Given data ▸
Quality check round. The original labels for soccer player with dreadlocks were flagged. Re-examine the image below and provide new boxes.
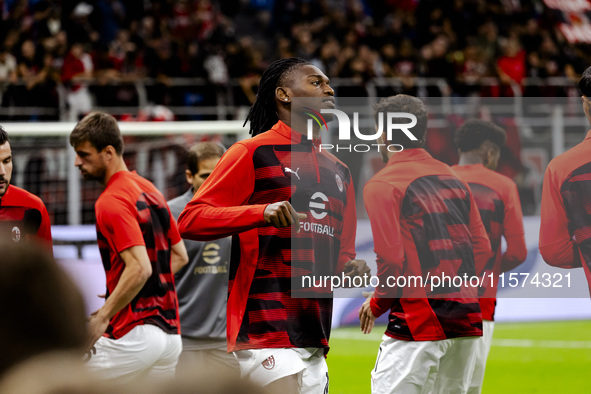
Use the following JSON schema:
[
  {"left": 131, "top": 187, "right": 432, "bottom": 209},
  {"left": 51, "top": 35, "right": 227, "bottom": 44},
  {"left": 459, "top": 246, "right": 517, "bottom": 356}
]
[{"left": 179, "top": 58, "right": 369, "bottom": 393}]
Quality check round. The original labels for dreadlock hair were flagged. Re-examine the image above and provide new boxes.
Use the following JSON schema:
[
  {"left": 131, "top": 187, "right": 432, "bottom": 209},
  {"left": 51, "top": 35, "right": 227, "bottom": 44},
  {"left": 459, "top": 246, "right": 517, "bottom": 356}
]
[
  {"left": 454, "top": 119, "right": 507, "bottom": 152},
  {"left": 242, "top": 57, "right": 310, "bottom": 137}
]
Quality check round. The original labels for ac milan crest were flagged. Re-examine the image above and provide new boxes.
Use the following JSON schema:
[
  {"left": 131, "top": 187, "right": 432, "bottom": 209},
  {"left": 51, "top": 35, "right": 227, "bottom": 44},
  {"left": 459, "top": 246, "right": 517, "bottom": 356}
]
[{"left": 261, "top": 356, "right": 275, "bottom": 370}]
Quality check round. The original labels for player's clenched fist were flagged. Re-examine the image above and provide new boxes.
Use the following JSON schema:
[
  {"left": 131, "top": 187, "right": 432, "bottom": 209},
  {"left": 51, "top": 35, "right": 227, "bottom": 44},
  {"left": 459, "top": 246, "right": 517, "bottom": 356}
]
[{"left": 264, "top": 201, "right": 306, "bottom": 232}]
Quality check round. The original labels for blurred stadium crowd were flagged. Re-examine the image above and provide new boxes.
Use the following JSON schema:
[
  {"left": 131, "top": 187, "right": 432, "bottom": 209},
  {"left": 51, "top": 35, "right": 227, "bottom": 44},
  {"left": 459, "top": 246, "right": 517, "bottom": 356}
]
[{"left": 0, "top": 0, "right": 591, "bottom": 120}]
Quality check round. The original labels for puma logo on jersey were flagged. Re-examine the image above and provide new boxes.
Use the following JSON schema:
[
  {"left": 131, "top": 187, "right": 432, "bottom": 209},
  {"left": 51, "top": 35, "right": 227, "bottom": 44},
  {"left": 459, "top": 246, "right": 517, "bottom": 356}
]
[
  {"left": 261, "top": 356, "right": 275, "bottom": 369},
  {"left": 283, "top": 167, "right": 301, "bottom": 181}
]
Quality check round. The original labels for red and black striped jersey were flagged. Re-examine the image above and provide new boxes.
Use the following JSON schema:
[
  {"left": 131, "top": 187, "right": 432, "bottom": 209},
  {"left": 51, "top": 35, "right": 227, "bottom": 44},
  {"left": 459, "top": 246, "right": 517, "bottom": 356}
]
[
  {"left": 452, "top": 164, "right": 527, "bottom": 320},
  {"left": 540, "top": 131, "right": 591, "bottom": 289},
  {"left": 363, "top": 148, "right": 491, "bottom": 341},
  {"left": 179, "top": 122, "right": 356, "bottom": 351},
  {"left": 95, "top": 171, "right": 181, "bottom": 339},
  {"left": 0, "top": 185, "right": 53, "bottom": 254}
]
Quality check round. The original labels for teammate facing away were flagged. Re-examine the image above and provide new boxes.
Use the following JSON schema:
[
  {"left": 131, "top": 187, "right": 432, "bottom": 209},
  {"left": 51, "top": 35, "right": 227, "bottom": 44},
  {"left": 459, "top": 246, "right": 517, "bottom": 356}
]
[
  {"left": 359, "top": 95, "right": 491, "bottom": 394},
  {"left": 540, "top": 67, "right": 591, "bottom": 289},
  {"left": 179, "top": 58, "right": 369, "bottom": 393},
  {"left": 70, "top": 112, "right": 188, "bottom": 380},
  {"left": 168, "top": 142, "right": 239, "bottom": 373},
  {"left": 0, "top": 126, "right": 53, "bottom": 255},
  {"left": 452, "top": 119, "right": 527, "bottom": 393}
]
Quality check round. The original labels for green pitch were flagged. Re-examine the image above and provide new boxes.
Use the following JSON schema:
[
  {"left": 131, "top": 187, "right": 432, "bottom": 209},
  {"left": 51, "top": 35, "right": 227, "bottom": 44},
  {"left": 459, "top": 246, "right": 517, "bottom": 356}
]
[{"left": 327, "top": 321, "right": 591, "bottom": 394}]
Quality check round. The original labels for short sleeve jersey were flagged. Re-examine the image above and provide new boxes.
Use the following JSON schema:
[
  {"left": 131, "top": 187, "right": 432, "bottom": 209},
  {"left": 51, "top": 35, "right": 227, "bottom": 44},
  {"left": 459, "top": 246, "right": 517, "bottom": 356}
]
[
  {"left": 0, "top": 185, "right": 52, "bottom": 251},
  {"left": 452, "top": 164, "right": 525, "bottom": 320},
  {"left": 95, "top": 171, "right": 181, "bottom": 339}
]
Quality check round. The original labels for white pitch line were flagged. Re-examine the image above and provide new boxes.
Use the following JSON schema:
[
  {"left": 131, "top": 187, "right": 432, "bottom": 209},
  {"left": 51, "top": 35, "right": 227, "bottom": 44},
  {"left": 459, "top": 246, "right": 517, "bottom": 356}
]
[{"left": 331, "top": 331, "right": 591, "bottom": 349}]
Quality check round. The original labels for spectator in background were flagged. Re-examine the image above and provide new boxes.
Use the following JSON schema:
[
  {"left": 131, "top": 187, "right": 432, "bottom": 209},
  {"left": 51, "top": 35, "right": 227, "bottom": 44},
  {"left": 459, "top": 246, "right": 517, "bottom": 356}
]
[
  {"left": 168, "top": 142, "right": 240, "bottom": 376},
  {"left": 0, "top": 46, "right": 18, "bottom": 107},
  {"left": 359, "top": 95, "right": 491, "bottom": 394},
  {"left": 540, "top": 67, "right": 591, "bottom": 289},
  {"left": 61, "top": 42, "right": 94, "bottom": 121}
]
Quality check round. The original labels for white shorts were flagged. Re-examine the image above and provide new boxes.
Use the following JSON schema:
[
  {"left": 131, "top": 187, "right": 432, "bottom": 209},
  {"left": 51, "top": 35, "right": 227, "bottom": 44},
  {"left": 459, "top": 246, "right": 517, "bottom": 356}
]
[
  {"left": 86, "top": 324, "right": 183, "bottom": 381},
  {"left": 468, "top": 320, "right": 495, "bottom": 394},
  {"left": 371, "top": 335, "right": 480, "bottom": 394},
  {"left": 234, "top": 348, "right": 328, "bottom": 394}
]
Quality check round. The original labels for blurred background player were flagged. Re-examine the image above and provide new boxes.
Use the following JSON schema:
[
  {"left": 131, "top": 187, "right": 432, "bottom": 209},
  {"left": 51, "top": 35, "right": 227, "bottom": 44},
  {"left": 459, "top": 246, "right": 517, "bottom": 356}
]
[
  {"left": 359, "top": 95, "right": 491, "bottom": 394},
  {"left": 0, "top": 239, "right": 86, "bottom": 378},
  {"left": 179, "top": 58, "right": 369, "bottom": 393},
  {"left": 0, "top": 126, "right": 53, "bottom": 254},
  {"left": 452, "top": 119, "right": 527, "bottom": 393},
  {"left": 70, "top": 112, "right": 188, "bottom": 379},
  {"left": 540, "top": 67, "right": 591, "bottom": 289},
  {"left": 168, "top": 142, "right": 239, "bottom": 373}
]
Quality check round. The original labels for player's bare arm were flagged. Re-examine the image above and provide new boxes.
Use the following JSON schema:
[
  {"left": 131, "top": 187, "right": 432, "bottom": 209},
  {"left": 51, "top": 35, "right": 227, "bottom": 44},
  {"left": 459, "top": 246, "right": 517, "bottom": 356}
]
[
  {"left": 264, "top": 201, "right": 307, "bottom": 232},
  {"left": 170, "top": 240, "right": 189, "bottom": 274},
  {"left": 86, "top": 245, "right": 152, "bottom": 351}
]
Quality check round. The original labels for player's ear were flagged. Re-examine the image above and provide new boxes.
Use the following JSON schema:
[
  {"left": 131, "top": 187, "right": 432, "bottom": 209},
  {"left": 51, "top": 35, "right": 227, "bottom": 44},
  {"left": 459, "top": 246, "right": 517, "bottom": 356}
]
[
  {"left": 185, "top": 169, "right": 195, "bottom": 186},
  {"left": 275, "top": 87, "right": 291, "bottom": 103}
]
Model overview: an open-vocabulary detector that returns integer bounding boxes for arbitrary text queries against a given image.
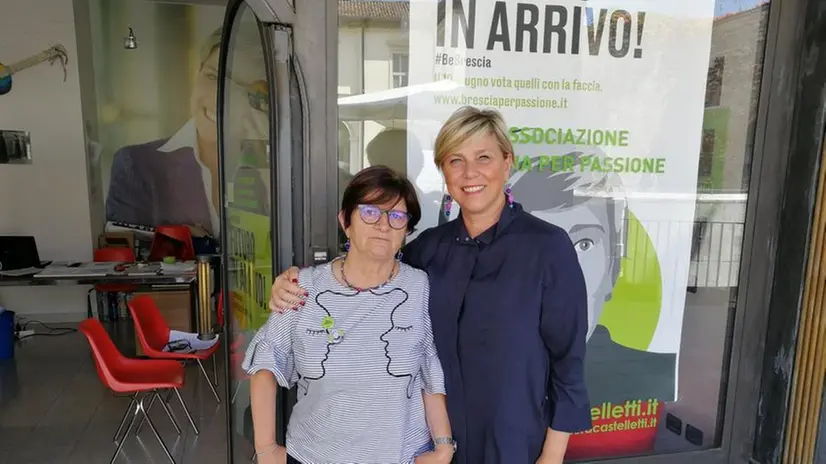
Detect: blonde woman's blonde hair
[433,106,513,169]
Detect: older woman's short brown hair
[433,106,513,169]
[341,166,422,233]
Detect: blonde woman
[271,107,591,464]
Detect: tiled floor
[0,322,228,464]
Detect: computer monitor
[0,235,43,271]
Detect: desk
[0,263,201,330]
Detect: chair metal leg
[230,380,241,404]
[112,394,138,443]
[212,354,218,387]
[135,395,155,435]
[109,395,143,464]
[173,388,201,435]
[196,359,221,403]
[138,395,175,464]
[155,391,181,435]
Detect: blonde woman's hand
[270,266,307,313]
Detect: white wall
[0,0,92,320]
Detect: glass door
[217,1,303,462]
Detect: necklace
[341,256,396,293]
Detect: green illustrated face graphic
[599,212,662,351]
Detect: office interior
[0,0,826,464]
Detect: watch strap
[433,437,456,450]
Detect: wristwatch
[433,437,456,452]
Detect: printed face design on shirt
[297,290,344,395]
[374,288,422,398]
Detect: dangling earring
[505,184,513,208]
[442,193,453,219]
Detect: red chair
[149,226,195,261]
[80,319,198,464]
[129,295,221,403]
[86,247,138,317]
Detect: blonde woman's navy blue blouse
[403,203,591,464]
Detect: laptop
[0,235,49,272]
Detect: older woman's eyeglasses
[359,205,410,230]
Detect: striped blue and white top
[243,263,445,464]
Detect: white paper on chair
[163,330,219,353]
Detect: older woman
[271,107,591,464]
[243,167,454,464]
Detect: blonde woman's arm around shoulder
[242,311,298,464]
[416,284,455,464]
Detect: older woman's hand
[270,266,307,313]
[414,449,453,464]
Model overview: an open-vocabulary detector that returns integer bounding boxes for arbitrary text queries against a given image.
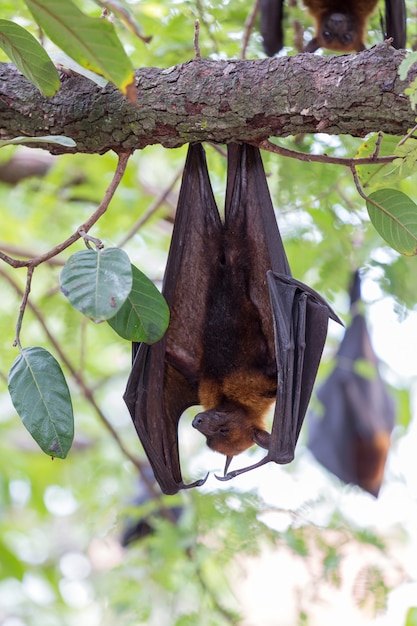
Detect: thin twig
[372,132,383,159]
[13,267,35,350]
[256,139,398,168]
[193,20,201,59]
[240,0,260,59]
[118,166,184,248]
[398,125,417,146]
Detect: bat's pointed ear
[223,456,233,476]
[253,430,271,450]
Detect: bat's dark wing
[259,0,284,57]
[219,145,340,480]
[124,144,221,494]
[385,0,407,48]
[308,273,395,496]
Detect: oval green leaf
[0,20,60,97]
[25,0,135,99]
[107,265,169,343]
[61,248,132,322]
[366,189,417,256]
[9,347,74,459]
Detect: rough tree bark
[0,43,417,154]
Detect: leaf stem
[13,266,35,351]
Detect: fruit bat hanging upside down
[125,144,339,494]
[260,0,407,56]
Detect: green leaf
[366,189,417,256]
[0,135,77,148]
[405,606,417,626]
[355,133,408,190]
[107,265,169,343]
[0,19,60,96]
[25,0,135,94]
[61,248,132,322]
[9,347,74,459]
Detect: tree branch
[0,43,417,154]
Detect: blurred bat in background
[260,0,407,56]
[308,272,395,497]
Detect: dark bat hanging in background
[308,272,395,497]
[260,0,407,56]
[124,144,339,494]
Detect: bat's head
[305,13,365,52]
[193,405,271,457]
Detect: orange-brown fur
[355,431,391,496]
[195,370,276,456]
[303,0,378,52]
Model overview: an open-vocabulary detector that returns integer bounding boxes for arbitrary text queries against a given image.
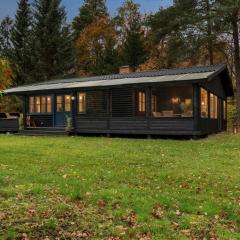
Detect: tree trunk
[206,0,214,65]
[232,11,240,129]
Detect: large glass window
[223,100,227,120]
[29,97,34,113]
[210,93,218,119]
[41,96,46,113]
[78,90,108,116]
[137,91,146,114]
[57,96,63,112]
[78,93,86,113]
[65,95,71,112]
[47,96,52,113]
[151,86,193,117]
[35,97,41,113]
[152,95,157,112]
[201,88,208,118]
[29,96,52,113]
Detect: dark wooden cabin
[6,65,233,136]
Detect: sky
[0,0,172,21]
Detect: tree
[0,58,13,91]
[76,18,118,75]
[33,0,73,81]
[72,0,109,39]
[10,0,33,85]
[217,0,240,129]
[0,16,13,57]
[114,0,146,70]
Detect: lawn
[0,134,240,240]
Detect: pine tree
[72,0,109,39]
[33,0,73,81]
[11,0,32,85]
[0,16,13,58]
[76,18,118,75]
[217,0,240,131]
[114,0,146,70]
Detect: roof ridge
[7,64,226,88]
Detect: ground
[0,134,240,240]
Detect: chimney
[119,65,134,74]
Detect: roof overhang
[5,72,213,95]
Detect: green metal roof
[5,65,230,94]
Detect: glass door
[55,94,71,127]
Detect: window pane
[201,88,208,118]
[78,93,86,113]
[85,90,108,116]
[151,86,193,117]
[65,95,71,112]
[152,95,157,113]
[57,96,63,112]
[29,97,34,113]
[41,96,46,113]
[210,93,218,119]
[137,91,146,113]
[35,97,41,113]
[47,96,52,113]
[223,100,227,120]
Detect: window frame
[150,85,195,119]
[28,94,53,115]
[64,94,71,113]
[200,87,210,119]
[78,92,87,114]
[222,99,227,121]
[209,92,219,120]
[135,89,147,116]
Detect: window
[223,100,227,120]
[29,97,34,113]
[47,96,52,113]
[65,95,71,112]
[57,96,63,112]
[29,96,52,113]
[41,96,46,113]
[201,88,208,118]
[152,95,157,113]
[137,91,146,113]
[151,86,193,118]
[35,97,41,113]
[78,93,86,113]
[210,93,218,119]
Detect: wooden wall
[0,118,19,132]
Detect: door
[55,94,71,127]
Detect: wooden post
[193,84,200,131]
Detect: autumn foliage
[0,59,13,91]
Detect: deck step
[17,128,69,136]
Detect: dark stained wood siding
[0,118,19,132]
[110,117,147,131]
[76,114,108,132]
[31,114,53,127]
[200,76,226,99]
[150,118,194,132]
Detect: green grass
[0,134,240,240]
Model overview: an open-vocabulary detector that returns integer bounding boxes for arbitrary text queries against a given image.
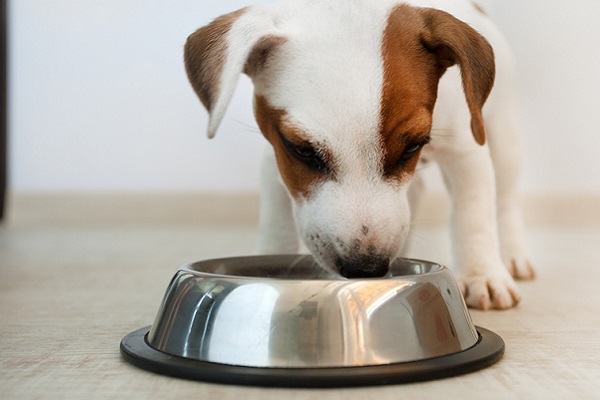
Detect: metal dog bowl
[121,255,504,387]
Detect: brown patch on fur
[254,96,323,200]
[244,36,286,76]
[471,1,487,15]
[380,5,444,178]
[381,5,495,156]
[184,8,246,111]
[420,8,496,145]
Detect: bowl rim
[177,254,450,282]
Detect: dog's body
[186,0,533,309]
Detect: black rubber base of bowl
[121,327,504,388]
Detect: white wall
[9,0,600,193]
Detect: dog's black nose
[337,255,390,278]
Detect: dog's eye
[400,136,431,162]
[277,129,329,172]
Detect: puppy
[185,0,534,309]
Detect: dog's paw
[459,269,521,310]
[506,257,536,281]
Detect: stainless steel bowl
[122,255,504,386]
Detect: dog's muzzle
[336,255,390,278]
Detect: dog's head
[185,0,494,277]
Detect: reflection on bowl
[146,255,479,368]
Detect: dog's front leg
[256,146,300,254]
[438,140,521,309]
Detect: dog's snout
[337,255,390,278]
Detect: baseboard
[6,192,600,227]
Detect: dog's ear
[184,8,284,138]
[419,8,496,145]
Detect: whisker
[233,119,260,133]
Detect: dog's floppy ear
[184,8,283,138]
[420,8,496,145]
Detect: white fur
[195,0,533,308]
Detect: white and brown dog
[185,0,534,309]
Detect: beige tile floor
[0,195,600,400]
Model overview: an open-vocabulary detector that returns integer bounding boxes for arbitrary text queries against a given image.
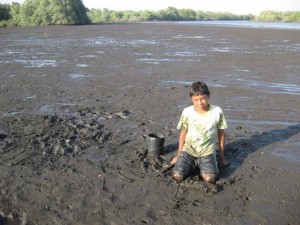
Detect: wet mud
[0,23,300,225]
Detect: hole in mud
[0,215,23,225]
[39,103,76,115]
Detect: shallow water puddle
[14,59,57,68]
[160,80,226,87]
[69,73,91,79]
[268,141,300,162]
[76,64,89,68]
[237,78,300,95]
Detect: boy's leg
[197,154,219,183]
[173,152,195,181]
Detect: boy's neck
[194,104,210,114]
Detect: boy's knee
[173,171,183,181]
[202,174,217,184]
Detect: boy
[171,82,228,183]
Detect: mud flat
[0,23,300,225]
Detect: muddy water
[0,23,300,224]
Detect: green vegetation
[0,0,300,26]
[0,0,90,26]
[87,7,254,23]
[255,11,300,22]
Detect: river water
[155,20,300,30]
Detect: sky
[0,0,300,15]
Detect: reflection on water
[69,73,91,79]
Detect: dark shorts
[173,152,219,178]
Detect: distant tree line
[0,0,300,26]
[0,0,91,26]
[87,7,254,23]
[255,11,300,22]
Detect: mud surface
[0,23,300,225]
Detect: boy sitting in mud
[171,82,228,183]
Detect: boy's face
[191,95,209,112]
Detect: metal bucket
[144,133,165,156]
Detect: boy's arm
[218,129,228,166]
[171,129,187,164]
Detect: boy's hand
[171,155,178,164]
[220,158,230,166]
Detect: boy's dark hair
[190,81,210,97]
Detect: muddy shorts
[173,152,219,178]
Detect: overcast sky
[0,0,300,15]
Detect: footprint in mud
[0,134,7,141]
[0,212,26,225]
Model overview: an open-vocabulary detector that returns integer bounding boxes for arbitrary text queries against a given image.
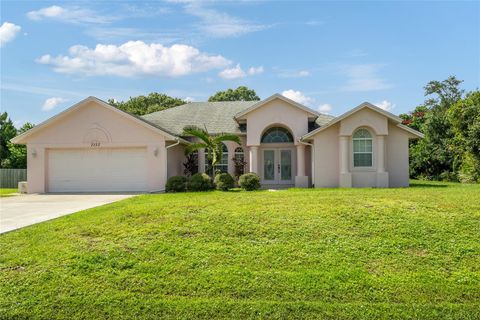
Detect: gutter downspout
[298,139,315,188]
[161,138,180,191]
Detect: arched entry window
[353,129,373,167]
[261,127,293,143]
[205,143,228,173]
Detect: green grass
[0,182,480,319]
[0,188,18,197]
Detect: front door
[262,148,293,184]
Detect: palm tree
[183,126,240,176]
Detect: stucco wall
[240,99,309,146]
[313,124,340,188]
[339,108,388,136]
[386,124,411,187]
[313,109,414,187]
[23,101,167,193]
[167,144,186,178]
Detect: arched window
[205,143,228,173]
[235,147,245,161]
[233,147,246,177]
[261,127,293,143]
[353,129,373,167]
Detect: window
[233,147,245,177]
[353,129,373,167]
[262,127,293,143]
[205,144,228,173]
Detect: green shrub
[238,172,260,191]
[215,172,235,191]
[187,173,215,191]
[165,176,188,192]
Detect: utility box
[18,181,28,193]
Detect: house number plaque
[90,140,100,148]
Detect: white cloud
[318,103,332,113]
[340,64,392,91]
[0,22,22,47]
[282,89,314,105]
[218,64,263,80]
[42,97,67,111]
[305,20,325,27]
[27,6,118,24]
[36,41,231,77]
[248,66,263,76]
[218,64,247,80]
[279,70,310,78]
[182,1,269,38]
[375,100,395,111]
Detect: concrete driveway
[0,194,135,233]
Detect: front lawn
[0,182,480,319]
[0,188,18,197]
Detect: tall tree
[208,86,260,102]
[108,92,186,116]
[447,90,480,182]
[183,126,240,176]
[404,76,464,180]
[1,122,33,169]
[0,112,17,167]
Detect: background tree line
[0,112,33,169]
[0,81,480,183]
[400,76,480,183]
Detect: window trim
[351,127,375,171]
[260,125,295,144]
[204,142,230,174]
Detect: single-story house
[12,94,422,193]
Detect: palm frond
[213,133,240,144]
[185,143,207,155]
[183,126,210,143]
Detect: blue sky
[0,1,480,125]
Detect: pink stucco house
[12,94,422,193]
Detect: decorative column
[339,136,352,188]
[198,149,205,173]
[295,144,308,188]
[376,136,389,188]
[248,146,259,174]
[297,144,305,176]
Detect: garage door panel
[48,148,147,192]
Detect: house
[12,94,422,193]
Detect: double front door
[262,148,293,184]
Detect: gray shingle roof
[142,101,334,136]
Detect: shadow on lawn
[410,182,449,188]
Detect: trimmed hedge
[165,176,188,192]
[187,173,215,191]
[215,172,235,191]
[238,172,260,191]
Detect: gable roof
[300,102,423,140]
[235,93,320,119]
[142,101,257,135]
[11,96,189,144]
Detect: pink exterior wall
[313,124,340,188]
[27,101,171,193]
[386,124,412,187]
[313,109,414,187]
[167,143,186,178]
[239,99,309,146]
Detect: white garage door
[47,148,147,192]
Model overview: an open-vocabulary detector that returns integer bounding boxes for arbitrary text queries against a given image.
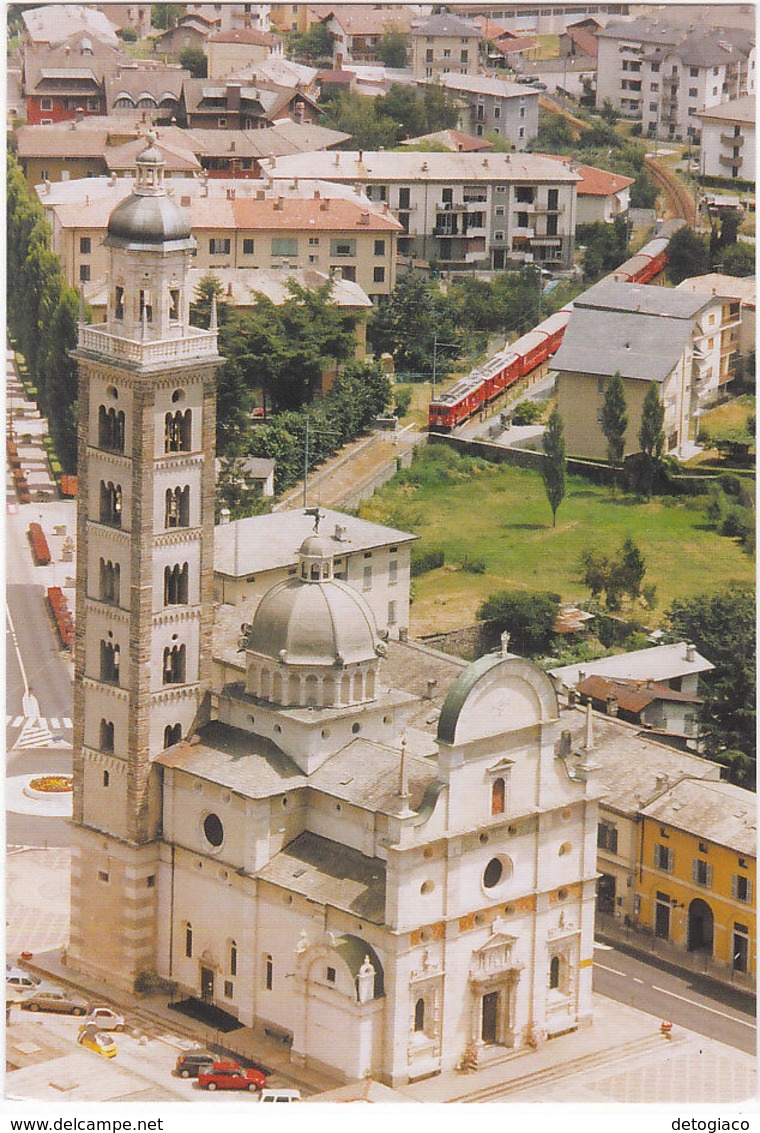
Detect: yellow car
[77,1026,117,1058]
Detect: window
[272,236,298,256]
[101,641,121,684]
[101,719,113,752]
[163,409,193,452]
[163,645,186,684]
[330,240,357,256]
[163,724,182,748]
[691,858,712,889]
[163,484,190,527]
[163,563,189,606]
[100,480,121,527]
[731,874,752,901]
[655,842,674,874]
[597,823,617,853]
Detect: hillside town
[6,0,757,1114]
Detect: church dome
[248,580,382,667]
[103,135,195,249]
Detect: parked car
[198,1062,266,1091]
[77,1025,117,1058]
[84,1007,125,1031]
[6,964,42,991]
[20,988,87,1015]
[258,1090,301,1102]
[174,1050,216,1077]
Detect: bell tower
[67,136,221,988]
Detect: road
[594,945,758,1054]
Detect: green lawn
[360,465,754,633]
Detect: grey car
[22,988,88,1015]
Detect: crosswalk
[6,716,72,748]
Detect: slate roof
[257,833,385,925]
[641,780,758,858]
[214,505,418,578]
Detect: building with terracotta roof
[205,27,282,79]
[266,151,580,270]
[699,94,757,181]
[411,12,480,83]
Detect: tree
[601,370,629,465]
[639,382,665,496]
[377,32,409,70]
[477,590,561,654]
[667,225,710,286]
[541,406,567,527]
[667,585,757,785]
[179,48,208,78]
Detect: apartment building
[698,94,757,181]
[41,178,401,301]
[554,281,738,460]
[271,151,580,270]
[411,15,480,82]
[439,74,538,150]
[597,18,755,142]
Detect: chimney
[227,83,242,113]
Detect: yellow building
[635,778,757,976]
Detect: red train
[428,222,682,433]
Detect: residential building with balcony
[698,94,757,181]
[411,14,481,83]
[597,17,755,142]
[438,74,538,150]
[553,281,736,459]
[271,151,580,270]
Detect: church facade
[67,146,597,1085]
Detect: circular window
[483,855,512,889]
[203,815,224,846]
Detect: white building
[67,137,597,1085]
[699,94,757,181]
[597,16,755,142]
[214,508,418,637]
[265,151,580,270]
[438,74,538,150]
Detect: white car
[82,1007,125,1031]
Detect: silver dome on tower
[103,134,196,252]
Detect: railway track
[644,154,697,228]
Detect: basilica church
[67,138,597,1085]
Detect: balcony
[77,323,219,369]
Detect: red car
[198,1062,266,1090]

Prompt ▸ Recast the part of the records above that opens with the line containing "Detect: bat's pointed ear" and closes with the line containing "[0,0,172,21]" as a numbered list, with both of those lines included and blank lines omitted. Leave the pictures out of the answer.

Result of this task ▸
1. Detect: bat's pointed ear
2. [223,456,233,476]
3. [253,430,271,450]
4. Detect: bat's dark wing
5. [259,0,284,57]
6. [219,145,340,480]
7. [124,144,221,494]
8. [385,0,407,48]
9. [308,273,395,496]
10. Detect: oval green leaf
11. [0,20,60,97]
12. [25,0,135,99]
13. [107,265,169,343]
14. [61,248,132,322]
15. [366,189,417,256]
16. [9,347,74,459]
17. Detect: rough tree bark
18. [0,43,417,154]
19. Detect: leaf stem
20. [13,266,35,351]
21. Detect: fruit bat hanging upside down
22. [125,144,339,494]
23. [260,0,407,56]
24. Detect: green leaf
25. [366,189,417,256]
26. [0,135,77,148]
27. [405,606,417,626]
28. [355,133,408,190]
29. [107,265,169,343]
30. [0,19,60,96]
31. [25,0,135,94]
32. [61,248,132,322]
33. [9,347,74,459]
34. Detect: tree branch
35. [0,43,417,154]
36. Detect: blurred bat in background
37. [260,0,407,56]
38. [308,272,395,497]
39. Detect: dark bat hanging in background
40. [308,272,395,497]
41. [260,0,407,56]
42. [124,144,339,494]
43. Detect: bat's head
44. [305,13,365,52]
45. [193,405,271,457]
46. Detect: orange-brown fur
47. [355,431,391,496]
48. [195,370,276,456]
49. [303,0,378,52]
50. Model overview: an open-vocabulary detector that returns integer bounding boxes for arbitrary text queries against a given image.
51. Detect: tree trunk
52. [206,0,214,65]
53. [232,11,240,129]
54. Detect: large glass window
55. [223,100,227,120]
56. [29,97,34,113]
57. [210,93,218,119]
58. [41,96,46,113]
59. [78,90,108,116]
60. [137,91,146,114]
61. [57,96,63,112]
62. [78,93,86,113]
63. [65,95,71,112]
64. [47,96,52,113]
65. [151,86,193,117]
66. [35,97,41,113]
67. [152,95,157,112]
68. [201,88,208,118]
69. [29,96,52,113]
70. Detect: dark wooden cabin
71. [6,65,233,136]
72. Detect: sky
73. [0,0,172,21]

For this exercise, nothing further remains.